== Excerpted data ==
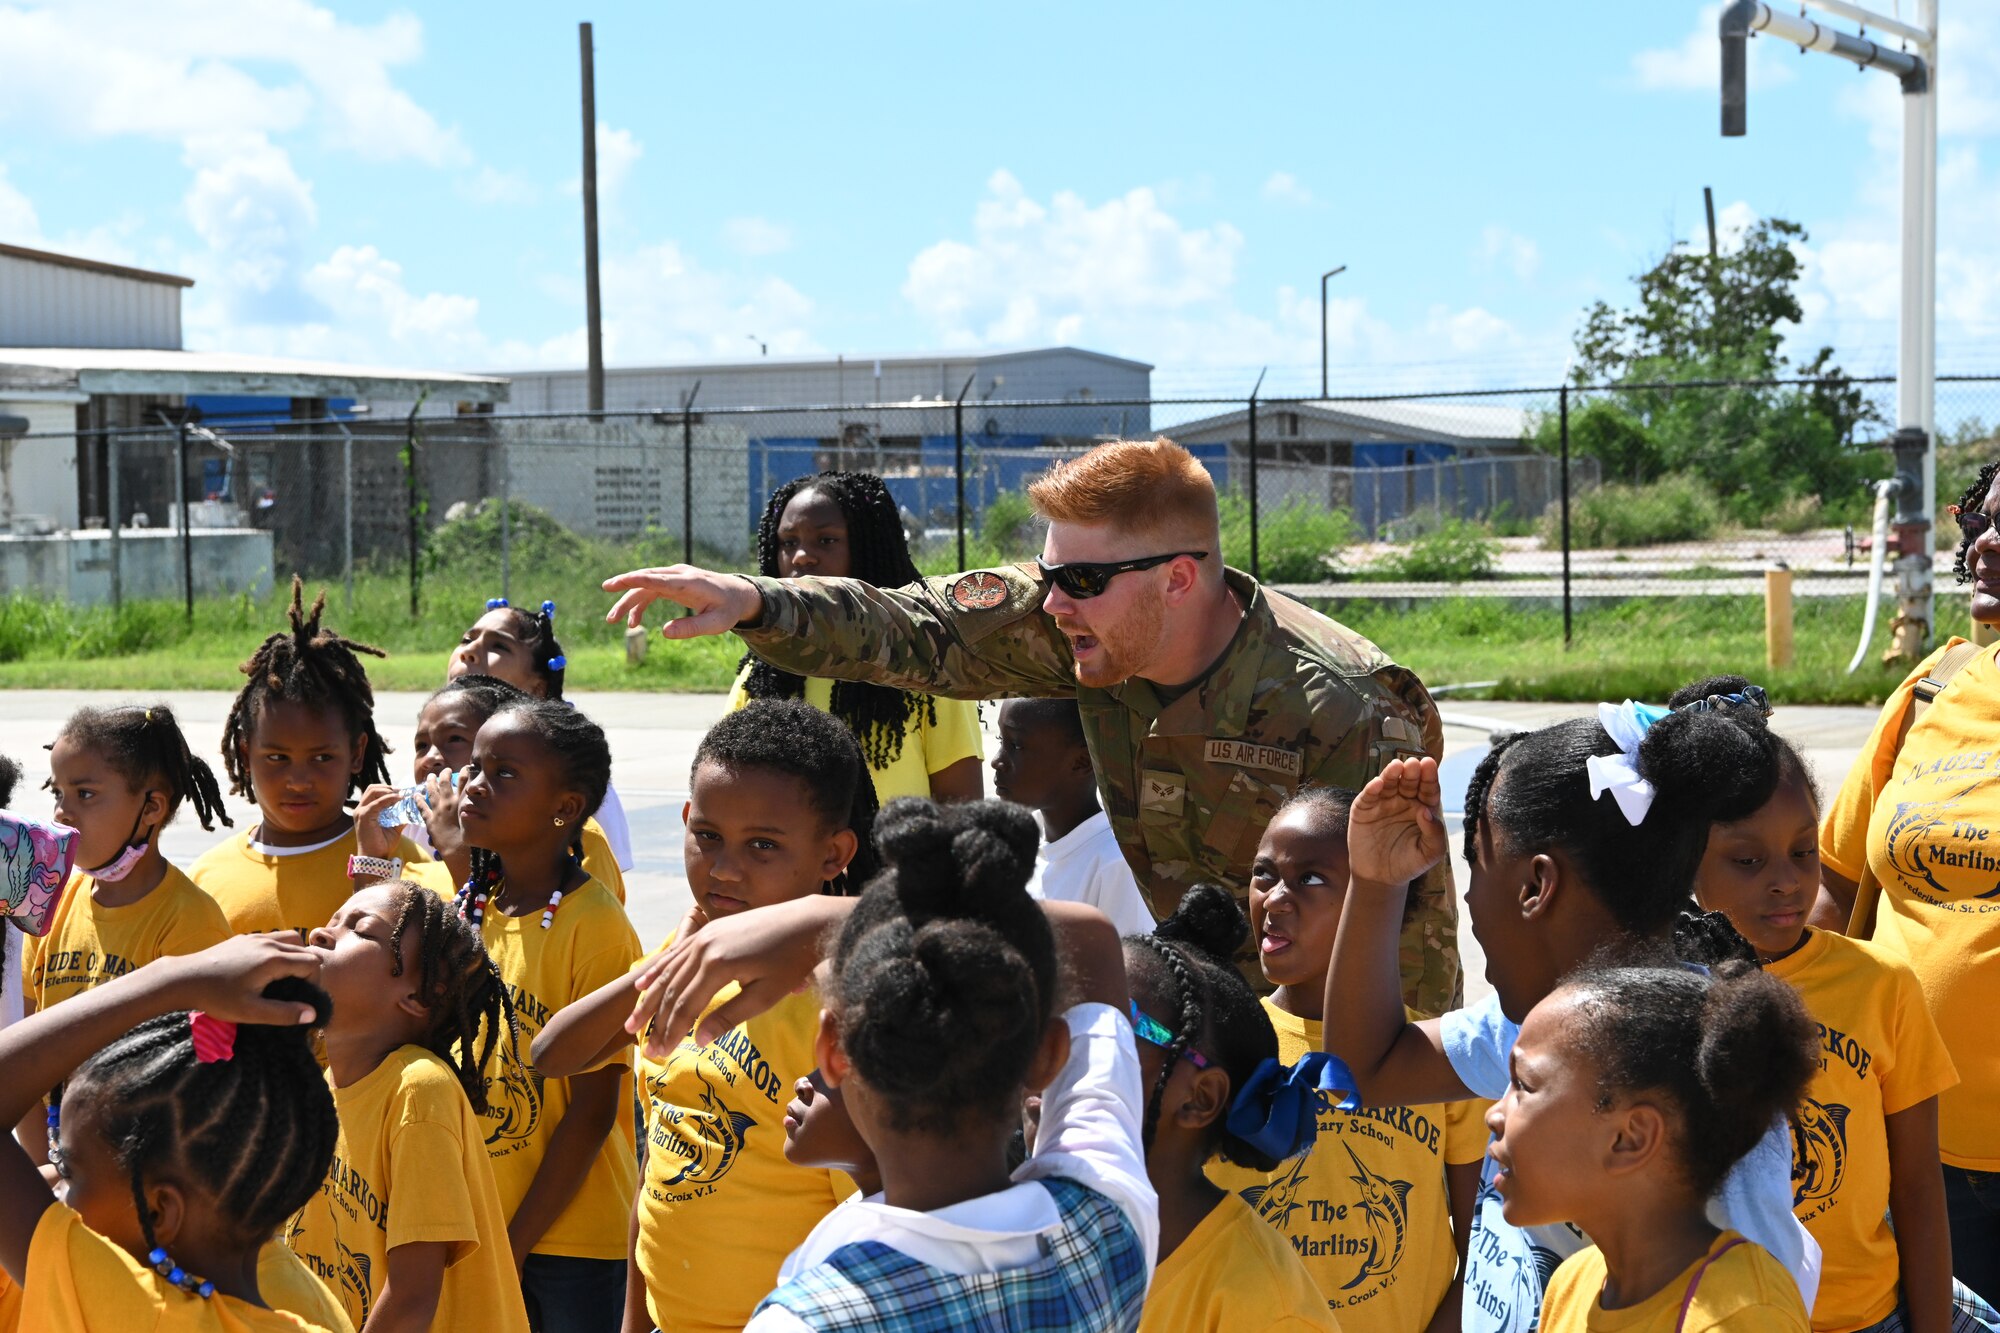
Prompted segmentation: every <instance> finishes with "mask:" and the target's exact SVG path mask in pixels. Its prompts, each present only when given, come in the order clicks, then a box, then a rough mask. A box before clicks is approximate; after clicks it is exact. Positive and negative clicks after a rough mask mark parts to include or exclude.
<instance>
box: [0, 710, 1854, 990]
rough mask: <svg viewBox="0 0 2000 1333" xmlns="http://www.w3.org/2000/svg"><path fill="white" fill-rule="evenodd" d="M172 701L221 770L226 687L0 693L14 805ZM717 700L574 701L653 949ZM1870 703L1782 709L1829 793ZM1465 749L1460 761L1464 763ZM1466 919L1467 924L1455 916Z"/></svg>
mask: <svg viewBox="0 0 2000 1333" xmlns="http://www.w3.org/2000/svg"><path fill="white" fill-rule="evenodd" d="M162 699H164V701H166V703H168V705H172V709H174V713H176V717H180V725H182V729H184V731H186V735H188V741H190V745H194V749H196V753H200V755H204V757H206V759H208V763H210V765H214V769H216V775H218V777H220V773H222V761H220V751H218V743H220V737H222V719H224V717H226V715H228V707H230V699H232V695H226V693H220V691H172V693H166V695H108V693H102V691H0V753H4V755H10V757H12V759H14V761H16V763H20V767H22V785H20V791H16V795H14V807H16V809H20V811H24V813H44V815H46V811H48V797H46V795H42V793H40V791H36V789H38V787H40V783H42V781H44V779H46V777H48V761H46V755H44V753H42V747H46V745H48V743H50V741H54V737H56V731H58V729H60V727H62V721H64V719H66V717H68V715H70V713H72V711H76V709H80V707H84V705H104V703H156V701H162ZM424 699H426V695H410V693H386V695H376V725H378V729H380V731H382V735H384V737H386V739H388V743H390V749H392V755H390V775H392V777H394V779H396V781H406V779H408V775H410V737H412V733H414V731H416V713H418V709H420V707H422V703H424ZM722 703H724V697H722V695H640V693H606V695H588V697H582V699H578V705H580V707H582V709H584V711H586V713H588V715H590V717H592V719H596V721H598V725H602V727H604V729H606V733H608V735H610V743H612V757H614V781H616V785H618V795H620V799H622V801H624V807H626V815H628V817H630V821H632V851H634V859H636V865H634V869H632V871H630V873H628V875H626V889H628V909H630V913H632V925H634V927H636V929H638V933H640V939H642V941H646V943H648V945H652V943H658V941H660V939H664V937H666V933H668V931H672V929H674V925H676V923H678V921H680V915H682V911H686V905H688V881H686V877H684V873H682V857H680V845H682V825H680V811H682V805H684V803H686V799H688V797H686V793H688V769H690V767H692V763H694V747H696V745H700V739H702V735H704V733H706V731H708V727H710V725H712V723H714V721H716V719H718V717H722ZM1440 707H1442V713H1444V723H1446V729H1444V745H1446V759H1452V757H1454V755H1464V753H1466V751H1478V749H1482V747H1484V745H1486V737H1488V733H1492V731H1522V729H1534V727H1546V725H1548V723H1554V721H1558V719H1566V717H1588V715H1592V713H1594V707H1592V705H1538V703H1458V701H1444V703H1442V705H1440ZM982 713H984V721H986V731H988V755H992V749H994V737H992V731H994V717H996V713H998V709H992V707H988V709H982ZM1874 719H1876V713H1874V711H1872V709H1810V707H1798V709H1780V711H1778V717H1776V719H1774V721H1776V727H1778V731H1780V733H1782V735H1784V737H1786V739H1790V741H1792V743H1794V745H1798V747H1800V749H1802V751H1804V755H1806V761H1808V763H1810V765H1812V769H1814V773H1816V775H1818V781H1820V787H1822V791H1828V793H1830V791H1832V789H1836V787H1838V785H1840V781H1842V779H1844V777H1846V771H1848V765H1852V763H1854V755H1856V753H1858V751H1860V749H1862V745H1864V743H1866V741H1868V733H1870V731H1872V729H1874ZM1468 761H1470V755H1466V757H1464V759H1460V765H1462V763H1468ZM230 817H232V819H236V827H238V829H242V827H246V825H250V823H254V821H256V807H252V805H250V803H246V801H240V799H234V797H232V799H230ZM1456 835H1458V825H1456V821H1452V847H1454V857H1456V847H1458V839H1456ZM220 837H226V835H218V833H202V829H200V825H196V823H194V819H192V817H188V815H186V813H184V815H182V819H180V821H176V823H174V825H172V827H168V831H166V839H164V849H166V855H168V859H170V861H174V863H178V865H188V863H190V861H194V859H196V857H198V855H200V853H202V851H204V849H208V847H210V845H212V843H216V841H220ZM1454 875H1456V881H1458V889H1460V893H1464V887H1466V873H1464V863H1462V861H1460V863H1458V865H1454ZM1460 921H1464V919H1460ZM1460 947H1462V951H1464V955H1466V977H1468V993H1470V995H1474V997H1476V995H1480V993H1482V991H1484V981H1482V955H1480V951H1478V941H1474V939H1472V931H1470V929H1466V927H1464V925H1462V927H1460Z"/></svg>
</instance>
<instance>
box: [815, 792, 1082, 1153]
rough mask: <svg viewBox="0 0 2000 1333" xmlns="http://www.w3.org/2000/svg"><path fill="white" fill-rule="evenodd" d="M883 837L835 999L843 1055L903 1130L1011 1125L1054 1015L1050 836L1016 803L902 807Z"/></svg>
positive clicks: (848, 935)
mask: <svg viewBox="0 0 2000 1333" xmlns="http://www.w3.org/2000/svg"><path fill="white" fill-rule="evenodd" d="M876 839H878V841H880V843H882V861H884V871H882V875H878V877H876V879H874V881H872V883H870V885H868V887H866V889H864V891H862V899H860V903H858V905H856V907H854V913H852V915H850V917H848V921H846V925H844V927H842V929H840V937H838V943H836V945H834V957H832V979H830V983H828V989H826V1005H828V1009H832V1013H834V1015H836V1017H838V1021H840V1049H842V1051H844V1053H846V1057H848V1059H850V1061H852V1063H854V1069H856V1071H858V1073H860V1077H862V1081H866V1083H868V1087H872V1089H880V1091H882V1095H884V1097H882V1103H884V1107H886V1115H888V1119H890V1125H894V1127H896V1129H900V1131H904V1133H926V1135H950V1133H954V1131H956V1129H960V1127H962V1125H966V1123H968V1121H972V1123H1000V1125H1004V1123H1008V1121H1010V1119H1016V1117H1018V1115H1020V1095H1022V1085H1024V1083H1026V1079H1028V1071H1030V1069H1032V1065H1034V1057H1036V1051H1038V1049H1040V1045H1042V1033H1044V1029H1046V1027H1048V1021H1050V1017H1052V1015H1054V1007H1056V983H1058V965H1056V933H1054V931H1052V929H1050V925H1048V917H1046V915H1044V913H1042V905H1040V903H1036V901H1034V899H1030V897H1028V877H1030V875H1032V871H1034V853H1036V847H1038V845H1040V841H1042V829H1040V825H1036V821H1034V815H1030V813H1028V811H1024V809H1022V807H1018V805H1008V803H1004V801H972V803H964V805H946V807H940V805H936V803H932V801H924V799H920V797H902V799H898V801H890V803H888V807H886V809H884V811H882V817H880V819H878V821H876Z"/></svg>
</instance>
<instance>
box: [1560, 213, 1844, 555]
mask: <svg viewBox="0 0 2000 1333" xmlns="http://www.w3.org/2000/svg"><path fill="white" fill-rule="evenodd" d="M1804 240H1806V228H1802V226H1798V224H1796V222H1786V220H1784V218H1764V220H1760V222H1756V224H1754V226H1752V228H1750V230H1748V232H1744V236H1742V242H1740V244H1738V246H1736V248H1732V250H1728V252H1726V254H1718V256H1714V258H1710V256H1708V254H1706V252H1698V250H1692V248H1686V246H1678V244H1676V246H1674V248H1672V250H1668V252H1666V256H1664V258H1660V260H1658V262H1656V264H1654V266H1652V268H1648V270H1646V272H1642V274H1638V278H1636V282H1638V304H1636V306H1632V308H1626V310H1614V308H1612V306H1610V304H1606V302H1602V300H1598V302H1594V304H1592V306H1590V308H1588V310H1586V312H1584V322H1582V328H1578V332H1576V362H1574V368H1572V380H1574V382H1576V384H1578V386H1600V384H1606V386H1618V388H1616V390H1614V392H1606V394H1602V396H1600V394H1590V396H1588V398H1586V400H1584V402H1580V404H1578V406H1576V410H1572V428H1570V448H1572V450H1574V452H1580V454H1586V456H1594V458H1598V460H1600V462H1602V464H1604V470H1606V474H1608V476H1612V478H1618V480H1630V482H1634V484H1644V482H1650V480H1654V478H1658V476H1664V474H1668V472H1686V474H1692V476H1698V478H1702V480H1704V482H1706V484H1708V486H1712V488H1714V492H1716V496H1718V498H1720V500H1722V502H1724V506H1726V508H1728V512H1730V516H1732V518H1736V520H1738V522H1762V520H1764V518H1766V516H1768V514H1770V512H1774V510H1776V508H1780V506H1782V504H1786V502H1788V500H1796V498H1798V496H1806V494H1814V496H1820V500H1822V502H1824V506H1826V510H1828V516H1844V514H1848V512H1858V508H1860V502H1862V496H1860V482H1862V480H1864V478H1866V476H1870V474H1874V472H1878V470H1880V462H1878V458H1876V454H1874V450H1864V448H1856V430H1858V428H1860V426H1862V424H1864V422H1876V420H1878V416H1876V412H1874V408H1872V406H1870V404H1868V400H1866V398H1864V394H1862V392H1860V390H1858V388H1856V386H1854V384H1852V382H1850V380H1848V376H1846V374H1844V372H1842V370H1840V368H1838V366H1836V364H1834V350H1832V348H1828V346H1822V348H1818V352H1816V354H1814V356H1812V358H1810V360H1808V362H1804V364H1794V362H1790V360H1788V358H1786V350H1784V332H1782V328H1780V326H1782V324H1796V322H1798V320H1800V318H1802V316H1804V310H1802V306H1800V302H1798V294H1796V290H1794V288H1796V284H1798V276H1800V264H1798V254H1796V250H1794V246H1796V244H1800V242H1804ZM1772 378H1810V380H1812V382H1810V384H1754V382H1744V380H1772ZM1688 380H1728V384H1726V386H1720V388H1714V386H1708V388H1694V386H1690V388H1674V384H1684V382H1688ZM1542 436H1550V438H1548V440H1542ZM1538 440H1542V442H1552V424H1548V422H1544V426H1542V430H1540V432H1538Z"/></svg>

== Required action ==
In the data above, please extract the lines from the first one through the line with "box: [0, 710, 1854, 990]", exactly, and keep pictures out.

== Reply ==
Prompted segmentation: every <instance> finishes with "mask:" and the target's exact SVG path mask in pixels. Its prompts, each present only when given, come in the order clicks, then a box, then a rough mask. A box before clicks is approximate; after clicks it is exact. Positive and negative clicks after a rough mask mark parts to include or exclude.
<instance>
box: [0, 710, 1854, 990]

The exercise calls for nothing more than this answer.